◆ Stated goal ◆
Locate each line in the rows below that contains the word "face" and copy those lines out in full.

◆ Data records ◆
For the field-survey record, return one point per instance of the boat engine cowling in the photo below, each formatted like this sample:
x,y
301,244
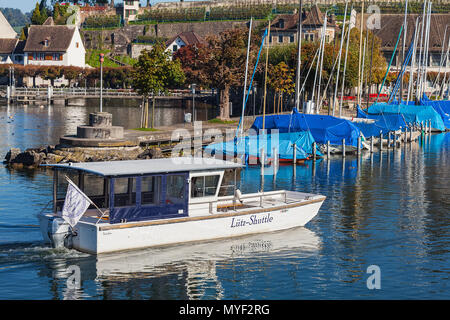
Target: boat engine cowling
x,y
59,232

==

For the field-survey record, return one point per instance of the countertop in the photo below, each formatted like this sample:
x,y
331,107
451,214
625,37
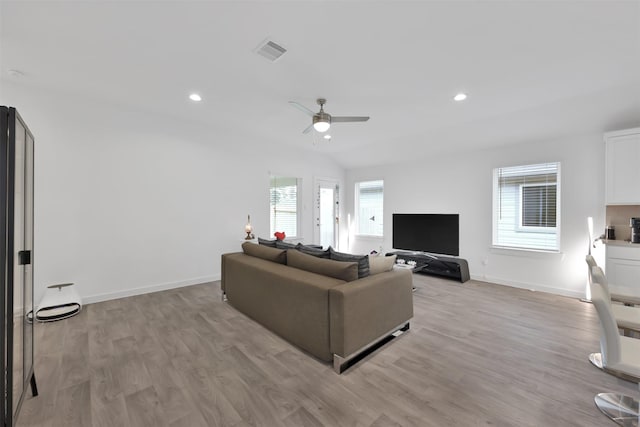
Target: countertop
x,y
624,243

---

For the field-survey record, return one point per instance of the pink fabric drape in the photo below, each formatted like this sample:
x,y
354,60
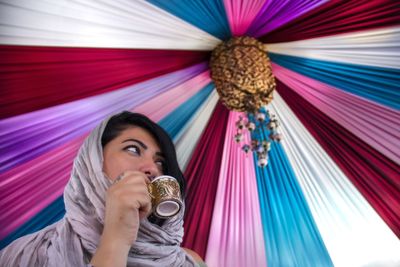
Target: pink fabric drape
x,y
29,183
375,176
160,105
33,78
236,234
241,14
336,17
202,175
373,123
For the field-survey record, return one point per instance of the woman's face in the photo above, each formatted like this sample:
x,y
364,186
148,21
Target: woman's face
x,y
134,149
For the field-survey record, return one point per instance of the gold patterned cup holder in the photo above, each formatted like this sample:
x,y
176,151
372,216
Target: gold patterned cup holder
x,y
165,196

◆ Reply to the exercise ◆
For the field-survey record, return one point per instance of the woman's face in the photo above, each formatted like this sample:
Target: woman's face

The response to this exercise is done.